WHAT YOU HAVE TO DO =
Please count the lines in the rows below that contain the word "water", and reply with that number alone.

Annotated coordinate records
+ + + + +
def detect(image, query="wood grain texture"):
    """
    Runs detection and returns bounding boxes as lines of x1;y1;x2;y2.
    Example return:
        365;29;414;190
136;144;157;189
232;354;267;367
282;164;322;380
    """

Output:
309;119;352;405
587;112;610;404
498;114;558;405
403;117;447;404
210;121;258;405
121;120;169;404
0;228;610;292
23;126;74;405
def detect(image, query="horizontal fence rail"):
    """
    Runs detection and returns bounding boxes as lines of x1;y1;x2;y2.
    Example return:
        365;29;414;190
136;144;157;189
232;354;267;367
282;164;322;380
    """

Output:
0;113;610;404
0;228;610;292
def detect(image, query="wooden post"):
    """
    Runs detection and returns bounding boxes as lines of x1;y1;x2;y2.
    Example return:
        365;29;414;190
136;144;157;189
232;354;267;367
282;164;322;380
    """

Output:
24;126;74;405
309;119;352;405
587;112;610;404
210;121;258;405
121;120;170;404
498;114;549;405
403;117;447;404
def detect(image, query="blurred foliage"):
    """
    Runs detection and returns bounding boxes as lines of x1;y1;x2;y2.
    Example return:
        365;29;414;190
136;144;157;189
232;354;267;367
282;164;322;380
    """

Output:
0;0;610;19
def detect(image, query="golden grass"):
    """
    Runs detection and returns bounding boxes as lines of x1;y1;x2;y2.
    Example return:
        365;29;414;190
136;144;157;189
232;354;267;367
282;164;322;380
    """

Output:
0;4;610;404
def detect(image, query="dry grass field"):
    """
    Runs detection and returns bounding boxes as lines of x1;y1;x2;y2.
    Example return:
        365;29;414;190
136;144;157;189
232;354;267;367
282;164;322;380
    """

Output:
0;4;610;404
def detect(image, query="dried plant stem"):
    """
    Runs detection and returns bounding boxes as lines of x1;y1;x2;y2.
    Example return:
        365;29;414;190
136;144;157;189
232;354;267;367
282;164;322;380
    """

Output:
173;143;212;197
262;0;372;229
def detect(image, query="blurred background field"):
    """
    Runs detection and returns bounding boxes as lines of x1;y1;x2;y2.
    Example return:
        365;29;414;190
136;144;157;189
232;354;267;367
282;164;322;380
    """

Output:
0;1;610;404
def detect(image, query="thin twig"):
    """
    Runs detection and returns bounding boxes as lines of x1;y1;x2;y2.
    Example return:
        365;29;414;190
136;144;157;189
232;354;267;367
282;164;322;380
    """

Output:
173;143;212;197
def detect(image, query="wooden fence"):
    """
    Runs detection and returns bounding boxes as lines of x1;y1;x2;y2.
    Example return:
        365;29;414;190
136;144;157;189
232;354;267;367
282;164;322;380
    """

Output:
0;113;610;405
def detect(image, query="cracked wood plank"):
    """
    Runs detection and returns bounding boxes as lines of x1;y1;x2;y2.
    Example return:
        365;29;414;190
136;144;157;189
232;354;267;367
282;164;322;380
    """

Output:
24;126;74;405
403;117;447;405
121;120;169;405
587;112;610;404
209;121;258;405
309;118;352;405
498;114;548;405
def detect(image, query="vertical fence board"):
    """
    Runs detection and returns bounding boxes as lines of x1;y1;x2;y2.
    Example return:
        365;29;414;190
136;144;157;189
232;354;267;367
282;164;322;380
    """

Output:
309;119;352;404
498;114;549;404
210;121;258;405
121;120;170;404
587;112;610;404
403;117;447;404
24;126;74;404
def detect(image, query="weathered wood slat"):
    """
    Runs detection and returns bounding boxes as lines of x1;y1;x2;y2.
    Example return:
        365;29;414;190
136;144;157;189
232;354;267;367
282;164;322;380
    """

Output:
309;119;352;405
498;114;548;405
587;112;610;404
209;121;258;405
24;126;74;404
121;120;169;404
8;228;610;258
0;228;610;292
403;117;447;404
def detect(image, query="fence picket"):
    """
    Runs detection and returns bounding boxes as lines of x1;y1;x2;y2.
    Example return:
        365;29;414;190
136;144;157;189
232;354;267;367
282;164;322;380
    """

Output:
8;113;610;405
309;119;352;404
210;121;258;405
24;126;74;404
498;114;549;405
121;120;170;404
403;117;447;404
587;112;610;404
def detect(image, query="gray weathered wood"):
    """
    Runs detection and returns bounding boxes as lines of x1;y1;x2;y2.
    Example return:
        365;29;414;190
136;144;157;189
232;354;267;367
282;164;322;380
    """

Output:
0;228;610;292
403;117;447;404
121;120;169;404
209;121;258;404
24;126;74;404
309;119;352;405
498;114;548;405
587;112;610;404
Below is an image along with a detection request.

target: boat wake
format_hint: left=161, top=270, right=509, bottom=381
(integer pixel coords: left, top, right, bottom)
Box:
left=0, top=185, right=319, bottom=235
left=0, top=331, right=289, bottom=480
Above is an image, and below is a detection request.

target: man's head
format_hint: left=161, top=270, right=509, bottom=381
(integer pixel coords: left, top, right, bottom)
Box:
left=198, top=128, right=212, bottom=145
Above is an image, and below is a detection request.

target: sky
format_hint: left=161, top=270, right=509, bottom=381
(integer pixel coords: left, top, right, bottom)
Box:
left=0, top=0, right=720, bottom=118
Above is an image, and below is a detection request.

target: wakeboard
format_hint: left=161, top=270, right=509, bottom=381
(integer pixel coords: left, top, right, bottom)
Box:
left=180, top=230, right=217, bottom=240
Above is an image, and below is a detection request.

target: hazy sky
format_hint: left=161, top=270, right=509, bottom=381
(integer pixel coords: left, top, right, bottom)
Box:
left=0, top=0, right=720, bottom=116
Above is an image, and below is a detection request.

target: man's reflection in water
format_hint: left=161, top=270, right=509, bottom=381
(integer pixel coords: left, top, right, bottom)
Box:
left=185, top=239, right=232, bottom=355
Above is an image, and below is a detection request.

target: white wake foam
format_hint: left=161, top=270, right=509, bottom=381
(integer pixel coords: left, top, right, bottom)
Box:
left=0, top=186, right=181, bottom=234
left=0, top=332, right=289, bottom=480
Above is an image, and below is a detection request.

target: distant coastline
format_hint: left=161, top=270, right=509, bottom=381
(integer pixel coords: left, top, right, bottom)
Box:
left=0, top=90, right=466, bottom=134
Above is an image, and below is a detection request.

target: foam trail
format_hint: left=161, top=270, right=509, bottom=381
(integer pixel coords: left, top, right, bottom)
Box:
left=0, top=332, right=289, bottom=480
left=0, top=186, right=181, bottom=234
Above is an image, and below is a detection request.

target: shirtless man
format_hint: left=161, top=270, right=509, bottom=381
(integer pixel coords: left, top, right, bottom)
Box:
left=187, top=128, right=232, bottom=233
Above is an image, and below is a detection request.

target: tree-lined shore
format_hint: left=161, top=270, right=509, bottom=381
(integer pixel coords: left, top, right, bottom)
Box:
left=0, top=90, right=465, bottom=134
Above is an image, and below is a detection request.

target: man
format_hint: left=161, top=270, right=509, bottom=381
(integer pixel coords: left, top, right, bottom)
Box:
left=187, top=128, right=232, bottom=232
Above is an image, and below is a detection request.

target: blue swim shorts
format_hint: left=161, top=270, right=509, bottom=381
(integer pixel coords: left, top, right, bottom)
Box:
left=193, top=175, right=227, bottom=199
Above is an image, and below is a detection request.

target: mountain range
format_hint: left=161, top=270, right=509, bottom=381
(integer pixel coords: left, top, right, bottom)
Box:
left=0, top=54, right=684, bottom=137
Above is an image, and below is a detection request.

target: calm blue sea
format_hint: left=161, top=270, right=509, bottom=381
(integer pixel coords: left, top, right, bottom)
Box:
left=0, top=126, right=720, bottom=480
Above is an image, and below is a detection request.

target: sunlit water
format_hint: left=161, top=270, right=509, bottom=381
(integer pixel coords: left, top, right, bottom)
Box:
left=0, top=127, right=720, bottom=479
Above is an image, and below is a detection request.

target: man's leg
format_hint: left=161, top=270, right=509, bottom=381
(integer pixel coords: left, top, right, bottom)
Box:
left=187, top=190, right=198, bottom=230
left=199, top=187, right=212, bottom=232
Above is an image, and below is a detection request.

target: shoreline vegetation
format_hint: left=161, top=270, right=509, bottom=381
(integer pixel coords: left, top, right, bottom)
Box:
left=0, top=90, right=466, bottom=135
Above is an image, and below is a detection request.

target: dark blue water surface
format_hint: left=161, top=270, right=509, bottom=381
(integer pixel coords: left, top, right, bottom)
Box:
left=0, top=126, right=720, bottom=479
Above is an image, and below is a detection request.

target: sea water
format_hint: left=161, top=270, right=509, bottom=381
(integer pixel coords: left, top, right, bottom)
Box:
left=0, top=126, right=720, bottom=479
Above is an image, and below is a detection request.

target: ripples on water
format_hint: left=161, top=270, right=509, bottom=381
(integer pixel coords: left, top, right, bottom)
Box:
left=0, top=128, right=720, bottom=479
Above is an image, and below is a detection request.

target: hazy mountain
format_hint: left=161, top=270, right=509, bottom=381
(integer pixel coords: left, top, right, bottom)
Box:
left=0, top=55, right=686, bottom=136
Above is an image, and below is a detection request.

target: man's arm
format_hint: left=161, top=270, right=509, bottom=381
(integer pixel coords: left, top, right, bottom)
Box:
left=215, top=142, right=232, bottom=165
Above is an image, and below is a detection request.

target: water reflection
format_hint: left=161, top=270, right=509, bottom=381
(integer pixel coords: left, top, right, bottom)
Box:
+ + + + +
OUTPUT OF THE EXERCISE =
6